O que fazer:
Cite literalmente todos os itens a seguir, linha por linha, sem alterar nada.

Dados fornecidos:
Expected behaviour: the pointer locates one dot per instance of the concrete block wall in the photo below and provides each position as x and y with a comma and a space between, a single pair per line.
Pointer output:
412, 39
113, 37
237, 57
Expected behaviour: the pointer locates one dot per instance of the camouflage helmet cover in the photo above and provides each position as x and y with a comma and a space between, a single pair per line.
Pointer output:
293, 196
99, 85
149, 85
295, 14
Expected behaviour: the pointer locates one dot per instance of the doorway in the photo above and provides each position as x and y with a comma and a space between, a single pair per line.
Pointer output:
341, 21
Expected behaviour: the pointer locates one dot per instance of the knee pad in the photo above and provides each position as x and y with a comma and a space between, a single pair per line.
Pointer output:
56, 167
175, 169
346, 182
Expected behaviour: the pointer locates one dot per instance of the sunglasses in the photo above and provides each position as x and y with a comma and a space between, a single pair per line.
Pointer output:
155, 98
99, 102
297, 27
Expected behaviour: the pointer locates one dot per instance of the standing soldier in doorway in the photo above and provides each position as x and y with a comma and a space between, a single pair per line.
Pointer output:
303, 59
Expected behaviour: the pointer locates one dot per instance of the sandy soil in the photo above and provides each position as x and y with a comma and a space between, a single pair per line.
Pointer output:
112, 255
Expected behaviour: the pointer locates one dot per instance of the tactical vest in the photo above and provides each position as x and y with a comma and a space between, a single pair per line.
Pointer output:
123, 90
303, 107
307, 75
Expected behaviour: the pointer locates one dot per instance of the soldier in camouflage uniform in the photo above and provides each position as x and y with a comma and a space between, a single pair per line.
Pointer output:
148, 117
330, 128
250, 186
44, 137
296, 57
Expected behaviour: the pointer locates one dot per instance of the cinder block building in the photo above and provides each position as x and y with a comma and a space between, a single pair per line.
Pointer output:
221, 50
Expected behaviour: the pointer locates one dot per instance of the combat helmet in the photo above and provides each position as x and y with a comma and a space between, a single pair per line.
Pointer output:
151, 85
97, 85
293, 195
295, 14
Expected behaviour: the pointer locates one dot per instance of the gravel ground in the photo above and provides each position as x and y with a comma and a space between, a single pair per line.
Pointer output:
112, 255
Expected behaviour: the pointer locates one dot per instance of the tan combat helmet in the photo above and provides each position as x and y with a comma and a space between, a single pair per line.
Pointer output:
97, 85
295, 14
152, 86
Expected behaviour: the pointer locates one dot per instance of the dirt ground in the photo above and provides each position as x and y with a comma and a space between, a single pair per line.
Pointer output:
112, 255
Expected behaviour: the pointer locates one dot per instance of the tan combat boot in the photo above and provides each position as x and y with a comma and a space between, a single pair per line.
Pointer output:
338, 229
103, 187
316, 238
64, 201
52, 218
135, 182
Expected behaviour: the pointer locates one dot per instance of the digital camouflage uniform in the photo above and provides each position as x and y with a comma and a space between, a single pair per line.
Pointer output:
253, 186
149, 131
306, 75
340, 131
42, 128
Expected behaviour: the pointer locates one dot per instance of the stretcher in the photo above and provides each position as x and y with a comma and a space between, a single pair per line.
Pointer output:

Solução completa:
Expected behaviour: the pointer locates one dot per instance of the concrete block wall in the photo below and provides each position as x and y with a comma and a space between, a single pair per line.
Pointer output:
412, 39
113, 37
237, 57
Expected behaviour: the pointer locates one dot per instance of the camouflage helmet cover in the photo above and provides each position as x and y with a comma and a space between, a single pair per line.
Pointer output:
293, 196
99, 85
149, 85
295, 14
Expected behaviour: the pointer locates one dot per instance of the doorway in the photo above and provides each position as x and y with a comma and a space between, a single pair per line.
Pointer output:
341, 21
Expected behaviour: the pointer locates one dot per instance of the knee pad in the photo above and provides each position as x and y with a comma and a space between, a single pair per line.
Pointer output:
56, 167
175, 169
346, 182
Expected behaviour: the pointer locates one dot per instance of the sunglasses in the photo above and provides each position as x and y with a comma and a space between, a single pair per line.
Pointer output:
155, 98
99, 102
297, 27
Expected behaviour: the pointer locates one dot per instance of the standing soldier in doorway in the photo above and provides each position as x and y with a comma and a space between, a single pair per line.
Pointer output:
303, 59
Expected behaviour: the pointer locates one dot per instance of the sandy soil in the photo above and provides each position as x and y with a comma and a space between, a single pair per line.
Pointer output:
112, 255
Expected behaviour: the pointer locates one dot per instance of the tactical vest in the photo above and provides each position as x and y with a comma and a space between, a single pair per line.
Pointer output:
123, 90
303, 107
307, 75
Expected behaviour: the pointer locates one dot per instance of the soldier in camouflage uniform in the photo above and provides each position as x and y with a comma and a space between, a single pair per line.
Pointer output:
148, 117
330, 128
250, 186
44, 137
296, 57
Expected behaviour: the pointer locates one dot per instance of the cinder block building in the photo above and provides each position as x and y with a comma and a space between, a single pair per line.
Pointer output:
221, 50
Expected behaviour: the pointer locates one dot per instance of the combat helmet in the photo above and provides each position as x and y with a comma and a space between, a single pair per line.
Pointer output:
151, 85
97, 85
293, 195
295, 14
Expected behaviour: the pointer locates one dot per instance of the gravel ground in the photo above and provides each position as x and y with a comma and a space between, a single pair per line.
Pointer output:
112, 255
Expected behaviour: the pointer locates one dot per instance of the tan combat helmet in the photo above and provides each position as x and y with a comma and a space between, a single pair per line.
Pointer output:
97, 85
295, 14
152, 86
Expected behaviour: the pointer locates one dot per instance of the dirt ground in the photo above and provides each position as x and y with a comma and a space between, a single pair per line.
Pointer output:
112, 255
Expected behaviour: the pointer locates one dot per instance of the tan combat boot in the photo above and provides each position as x and y with a comma and a space between, a single pair per line.
Pointer output:
338, 229
103, 187
316, 238
64, 201
52, 218
135, 182
Expected behaviour: the pointer locates one dot per instance of the digital camouflage uniform in the photo above and provides each position as x and y with a comma and a space between, a single pair per line.
Pointer output:
253, 186
149, 131
306, 75
340, 131
42, 128
Expected behaviour: the pointer locates one dot per instance of the stretcher in the photo above and provides each position as x and y with a comma and a space between, a single pair per line.
Pointer output:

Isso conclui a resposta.